Provided passage:
────

A Mobile jury recently delivered a verdict to a man who was paralyzed when the brakes failed on the 18-wheeler he was driving, sending the semi into the center median and rolling it. It was proven at trial that the truck had been negligently repaired, and the jury returned a verdict of $18.79 million to help compensate Colin Lacy for a lifetime in a wheelchair with a severed spine because of a repair company’s failures.
The accident occurred back on July 14, 2011. That morning, Mr. Lacy had gone to Empire Truck Sales to pick up his 2004 Freightliner Truck, where he had brought it a week earlier at the direction of his employer for repairs to the tractor-trailer’s antilock braking system (ABS). As he was about to drive off the lot, Mr. Lacy noticed that the ABS light on the dashboard had come on. He immediately called Empire and was told not to worry about the light and that it would go off on its own. Later that day, Mr. Lacy was on the road in Florida when it started to rain. As he attempted to engage the brakes, the truck shook and the brakes locked up, leading to the crash.

────

Requirement:
Output the stretch of the article on the truck driver's verdict from "A Mobile jury" up to and including "repair company’s failures.", copied word for word. The records below the text come from a separate source.

────

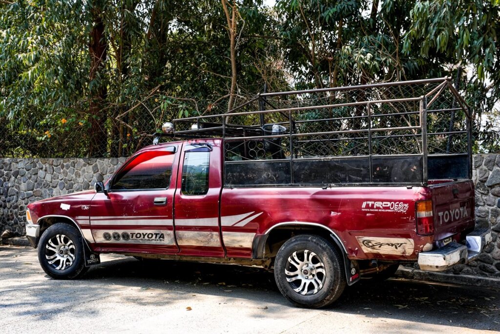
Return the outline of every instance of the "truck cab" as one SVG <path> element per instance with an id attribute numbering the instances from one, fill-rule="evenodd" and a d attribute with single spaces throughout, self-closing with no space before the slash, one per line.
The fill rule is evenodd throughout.
<path id="1" fill-rule="evenodd" d="M 446 78 L 382 87 L 416 84 L 434 101 L 445 89 L 455 96 Z M 268 95 L 259 98 L 276 96 Z M 26 236 L 55 278 L 80 277 L 105 253 L 255 265 L 274 271 L 290 301 L 312 307 L 402 263 L 446 270 L 491 240 L 474 226 L 470 119 L 458 101 L 452 111 L 419 96 L 356 102 L 362 117 L 332 116 L 346 102 L 314 106 L 324 111 L 319 119 L 300 117 L 310 106 L 289 106 L 176 120 L 163 137 L 184 140 L 159 143 L 158 134 L 94 190 L 29 204 Z M 433 127 L 438 112 L 458 109 L 465 130 L 448 134 L 457 149 Z M 394 124 L 401 117 L 404 126 Z M 338 121 L 353 129 L 334 128 Z"/>

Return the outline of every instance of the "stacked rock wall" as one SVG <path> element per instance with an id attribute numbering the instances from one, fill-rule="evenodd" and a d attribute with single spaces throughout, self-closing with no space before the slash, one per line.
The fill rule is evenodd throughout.
<path id="1" fill-rule="evenodd" d="M 106 180 L 125 158 L 0 159 L 0 234 L 24 234 L 26 205 L 86 190 Z"/>
<path id="2" fill-rule="evenodd" d="M 109 177 L 124 158 L 0 159 L 0 233 L 24 233 L 26 205 L 43 198 L 90 189 Z M 474 157 L 476 224 L 490 227 L 494 242 L 478 260 L 452 271 L 500 277 L 500 154 Z"/>

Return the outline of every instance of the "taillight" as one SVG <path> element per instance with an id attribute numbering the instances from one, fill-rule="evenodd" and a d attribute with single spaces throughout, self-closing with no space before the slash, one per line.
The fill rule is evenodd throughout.
<path id="1" fill-rule="evenodd" d="M 416 233 L 420 235 L 434 233 L 432 201 L 430 200 L 416 202 Z"/>

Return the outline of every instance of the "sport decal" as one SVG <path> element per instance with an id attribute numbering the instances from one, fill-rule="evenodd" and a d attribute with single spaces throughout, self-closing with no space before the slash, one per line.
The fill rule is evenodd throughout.
<path id="1" fill-rule="evenodd" d="M 358 236 L 356 238 L 365 253 L 410 255 L 414 248 L 413 240 L 406 238 Z"/>
<path id="2" fill-rule="evenodd" d="M 139 243 L 174 245 L 172 231 L 161 230 L 94 230 L 92 234 L 96 242 L 102 243 Z"/>

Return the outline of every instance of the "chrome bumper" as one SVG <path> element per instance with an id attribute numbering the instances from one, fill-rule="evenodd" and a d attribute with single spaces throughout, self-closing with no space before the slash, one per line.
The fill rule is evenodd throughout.
<path id="1" fill-rule="evenodd" d="M 40 225 L 38 224 L 26 224 L 26 236 L 38 238 L 40 234 Z"/>
<path id="2" fill-rule="evenodd" d="M 484 246 L 492 241 L 488 228 L 476 228 L 466 238 L 466 246 L 450 242 L 446 246 L 418 254 L 418 265 L 424 270 L 442 271 L 458 263 L 466 263 L 476 259 Z"/>

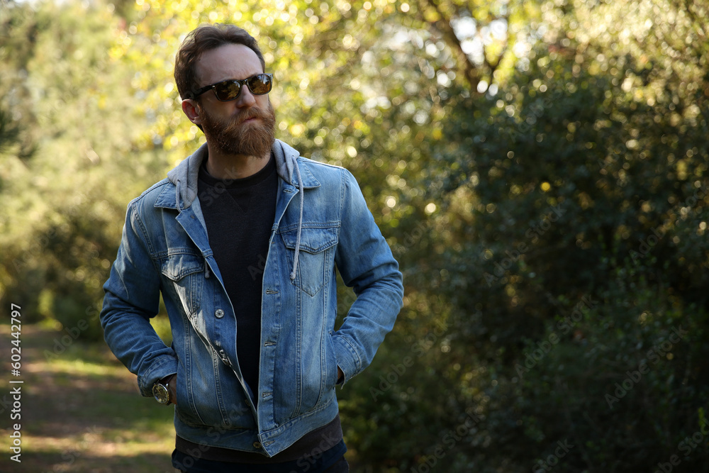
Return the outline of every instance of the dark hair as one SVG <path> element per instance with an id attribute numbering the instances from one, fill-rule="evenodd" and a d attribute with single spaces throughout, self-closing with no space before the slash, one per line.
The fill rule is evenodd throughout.
<path id="1" fill-rule="evenodd" d="M 182 99 L 191 99 L 192 91 L 198 89 L 197 61 L 202 54 L 226 44 L 247 46 L 259 57 L 262 67 L 266 70 L 266 61 L 258 43 L 245 30 L 234 25 L 218 23 L 202 25 L 187 35 L 175 57 L 175 82 Z"/>

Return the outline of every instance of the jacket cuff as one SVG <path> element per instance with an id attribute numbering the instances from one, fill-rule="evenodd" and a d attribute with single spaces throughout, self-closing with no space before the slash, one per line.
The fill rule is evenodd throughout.
<path id="1" fill-rule="evenodd" d="M 337 359 L 337 366 L 342 370 L 345 377 L 338 386 L 345 386 L 351 378 L 359 373 L 362 369 L 362 360 L 354 349 L 354 345 L 347 335 L 335 333 L 333 335 L 333 345 L 335 346 L 335 356 Z"/>
<path id="2" fill-rule="evenodd" d="M 177 372 L 177 359 L 164 355 L 156 359 L 145 373 L 138 377 L 138 386 L 140 394 L 152 397 L 152 386 L 160 379 Z"/>

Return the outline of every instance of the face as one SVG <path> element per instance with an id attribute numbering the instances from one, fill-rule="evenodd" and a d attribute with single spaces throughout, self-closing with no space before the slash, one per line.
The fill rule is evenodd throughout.
<path id="1" fill-rule="evenodd" d="M 258 56 L 250 48 L 229 44 L 202 55 L 197 63 L 197 82 L 203 87 L 263 72 Z M 276 117 L 268 94 L 254 95 L 243 85 L 237 99 L 223 102 L 210 90 L 200 96 L 198 107 L 199 123 L 207 142 L 216 150 L 232 155 L 270 155 Z"/>

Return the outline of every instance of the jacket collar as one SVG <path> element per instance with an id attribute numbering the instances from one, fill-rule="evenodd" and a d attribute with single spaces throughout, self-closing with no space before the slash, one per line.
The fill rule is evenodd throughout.
<path id="1" fill-rule="evenodd" d="M 320 187 L 309 169 L 306 160 L 300 158 L 300 153 L 280 140 L 274 142 L 272 150 L 276 157 L 276 169 L 279 177 L 294 187 L 299 187 L 298 172 L 303 180 L 303 189 Z M 207 158 L 206 143 L 199 147 L 195 152 L 183 160 L 167 173 L 167 179 L 175 187 L 167 186 L 162 189 L 155 201 L 155 207 L 182 210 L 192 205 L 197 196 L 197 179 L 199 167 Z"/>

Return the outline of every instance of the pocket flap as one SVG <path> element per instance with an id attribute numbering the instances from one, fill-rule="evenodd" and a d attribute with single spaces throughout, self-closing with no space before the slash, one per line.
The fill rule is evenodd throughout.
<path id="1" fill-rule="evenodd" d="M 298 228 L 281 233 L 283 243 L 286 248 L 296 249 L 298 239 Z M 303 228 L 301 230 L 301 250 L 308 253 L 319 253 L 337 243 L 337 228 Z"/>
<path id="2" fill-rule="evenodd" d="M 190 253 L 170 255 L 160 271 L 173 281 L 179 281 L 188 274 L 204 271 L 204 258 Z"/>

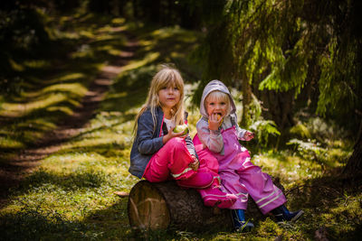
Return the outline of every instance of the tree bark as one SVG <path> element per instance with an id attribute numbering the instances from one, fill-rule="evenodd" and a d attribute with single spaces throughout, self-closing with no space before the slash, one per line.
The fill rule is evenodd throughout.
<path id="1" fill-rule="evenodd" d="M 228 209 L 204 206 L 195 190 L 182 189 L 175 181 L 138 182 L 130 190 L 128 211 L 129 225 L 134 229 L 232 228 Z"/>
<path id="2" fill-rule="evenodd" d="M 357 139 L 353 149 L 353 153 L 343 171 L 343 173 L 348 176 L 362 174 L 362 122 L 359 125 Z"/>
<path id="3" fill-rule="evenodd" d="M 284 191 L 278 179 L 273 179 L 273 182 Z M 132 229 L 199 232 L 233 228 L 229 209 L 205 207 L 195 190 L 180 188 L 174 181 L 138 182 L 130 190 L 128 212 Z M 248 200 L 246 218 L 265 218 L 252 199 Z"/>

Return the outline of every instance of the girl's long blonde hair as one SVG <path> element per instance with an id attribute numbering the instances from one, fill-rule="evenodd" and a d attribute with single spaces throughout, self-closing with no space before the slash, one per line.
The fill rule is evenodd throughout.
<path id="1" fill-rule="evenodd" d="M 161 70 L 153 77 L 146 103 L 142 106 L 141 110 L 136 116 L 135 125 L 133 128 L 134 135 L 137 134 L 138 118 L 148 108 L 150 109 L 152 114 L 155 131 L 156 108 L 161 107 L 158 91 L 168 86 L 176 87 L 180 91 L 180 101 L 171 110 L 172 119 L 175 120 L 176 125 L 184 124 L 184 79 L 182 79 L 180 72 L 175 68 L 166 64 L 161 65 Z"/>

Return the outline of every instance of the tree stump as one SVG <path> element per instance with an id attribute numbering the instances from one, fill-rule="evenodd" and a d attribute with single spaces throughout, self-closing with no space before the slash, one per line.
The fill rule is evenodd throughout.
<path id="1" fill-rule="evenodd" d="M 284 188 L 279 180 L 274 184 Z M 176 229 L 187 231 L 230 231 L 229 209 L 205 207 L 194 189 L 184 189 L 175 181 L 151 183 L 140 181 L 130 190 L 128 203 L 129 225 L 133 229 Z M 248 200 L 246 218 L 264 218 L 252 199 Z"/>
<path id="2" fill-rule="evenodd" d="M 228 209 L 205 207 L 194 189 L 183 189 L 176 181 L 138 182 L 129 198 L 129 225 L 135 229 L 200 231 L 231 229 Z"/>

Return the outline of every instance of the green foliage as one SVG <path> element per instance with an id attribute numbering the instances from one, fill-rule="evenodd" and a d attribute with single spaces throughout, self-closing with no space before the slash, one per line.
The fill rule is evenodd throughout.
<path id="1" fill-rule="evenodd" d="M 228 2 L 220 19 L 207 25 L 195 54 L 204 72 L 194 103 L 211 79 L 239 89 L 247 88 L 243 84 L 247 81 L 258 95 L 266 90 L 292 91 L 295 97 L 315 95 L 311 110 L 357 129 L 355 111 L 362 106 L 362 42 L 356 27 L 360 10 L 357 1 L 347 0 Z M 274 121 L 282 114 L 278 115 Z"/>

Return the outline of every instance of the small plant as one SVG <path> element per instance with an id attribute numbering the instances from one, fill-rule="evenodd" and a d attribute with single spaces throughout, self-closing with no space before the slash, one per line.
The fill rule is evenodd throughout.
<path id="1" fill-rule="evenodd" d="M 276 124 L 272 120 L 260 119 L 250 125 L 249 128 L 255 133 L 258 145 L 262 148 L 268 145 L 271 135 L 281 135 Z"/>
<path id="2" fill-rule="evenodd" d="M 287 144 L 294 145 L 297 153 L 304 159 L 314 161 L 319 163 L 324 170 L 324 165 L 327 164 L 328 150 L 321 147 L 319 143 L 315 140 L 309 139 L 309 142 L 303 142 L 299 139 L 291 139 Z"/>

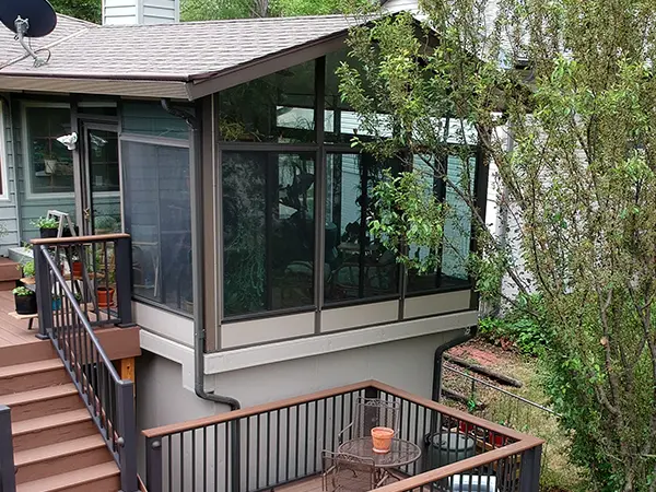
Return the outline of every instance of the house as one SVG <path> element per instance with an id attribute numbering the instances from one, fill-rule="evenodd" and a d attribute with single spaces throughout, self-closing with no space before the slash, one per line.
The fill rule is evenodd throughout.
<path id="1" fill-rule="evenodd" d="M 57 28 L 33 42 L 48 59 L 40 67 L 12 33 L 0 32 L 0 207 L 10 232 L 3 246 L 14 250 L 36 237 L 32 222 L 52 209 L 69 213 L 85 236 L 35 242 L 39 332 L 54 339 L 113 456 L 132 462 L 124 449 L 134 443 L 128 446 L 122 434 L 114 438 L 130 429 L 117 401 L 128 412 L 132 386 L 120 383 L 122 372 L 114 375 L 109 359 L 128 361 L 139 430 L 221 414 L 230 420 L 231 410 L 269 405 L 279 411 L 280 431 L 280 400 L 370 379 L 382 383 L 350 387 L 351 406 L 355 394 L 391 395 L 386 385 L 394 385 L 423 398 L 412 405 L 423 406 L 425 424 L 426 412 L 443 412 L 429 400 L 440 377 L 435 354 L 477 325 L 478 298 L 465 268 L 473 243 L 468 227 L 452 227 L 447 233 L 458 235 L 452 239 L 461 250 L 445 250 L 440 269 L 417 276 L 368 238 L 367 190 L 384 167 L 399 163 L 376 162 L 350 144 L 360 124 L 341 102 L 335 71 L 356 21 L 332 15 L 180 24 L 176 2 L 160 3 L 155 11 L 145 0 L 131 10 L 108 2 L 102 26 L 59 15 Z M 68 150 L 58 139 L 73 133 L 75 149 Z M 484 209 L 487 166 L 481 159 L 469 164 Z M 462 163 L 453 156 L 448 166 L 459 173 Z M 458 207 L 456 196 L 446 199 Z M 55 244 L 105 251 L 104 273 L 93 270 L 101 282 L 110 278 L 112 244 L 116 311 L 96 304 L 82 314 L 69 306 L 67 284 L 75 277 L 48 256 Z M 72 331 L 58 314 L 62 308 L 50 308 L 52 289 L 77 319 Z M 103 358 L 105 342 L 85 333 L 107 324 L 138 325 L 139 345 L 126 338 L 120 343 L 130 350 Z M 70 336 L 86 337 L 81 347 L 95 348 L 91 359 L 80 362 L 89 356 L 82 349 L 71 355 L 77 342 Z M 139 353 L 132 374 L 130 355 Z M 89 389 L 98 375 L 121 395 L 107 403 L 110 412 L 105 396 Z M 320 397 L 313 398 L 303 401 L 314 401 L 318 412 Z M 347 400 L 340 398 L 345 424 Z M 259 432 L 263 413 L 247 411 L 258 415 Z M 304 415 L 309 419 L 307 407 Z M 298 425 L 300 413 L 293 419 Z M 326 410 L 320 419 L 329 420 Z M 250 430 L 250 420 L 245 425 Z M 290 425 L 288 409 L 288 437 Z M 482 421 L 476 425 L 482 429 Z M 491 425 L 504 433 L 504 444 L 516 446 L 495 459 L 529 449 L 522 435 Z M 140 456 L 162 449 L 161 432 L 147 435 L 153 445 L 144 450 L 142 442 Z M 216 453 L 218 427 L 214 438 Z M 226 446 L 229 441 L 225 434 Z M 147 465 L 142 470 L 156 469 Z M 302 477 L 297 465 L 295 473 L 288 478 Z M 251 490 L 245 480 L 242 489 Z M 169 482 L 169 490 L 197 490 L 180 483 L 175 489 Z"/>

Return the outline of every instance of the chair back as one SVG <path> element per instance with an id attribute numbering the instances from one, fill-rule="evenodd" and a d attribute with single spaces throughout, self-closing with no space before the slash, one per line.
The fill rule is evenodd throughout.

────

Written answer:
A Mobile jury recently delivered a verdict to a man who was paralyzed when the brakes failed on the 18-wheeler he was driving, sending the semi into the center median and rolling it. It was proven at trial that the truck had been negligently repaired, and the jury returned a verdict of $18.79 million to help compensate Colin Lacy for a lifetime in a wheelchair with a severed spine because of a repair company’s failures.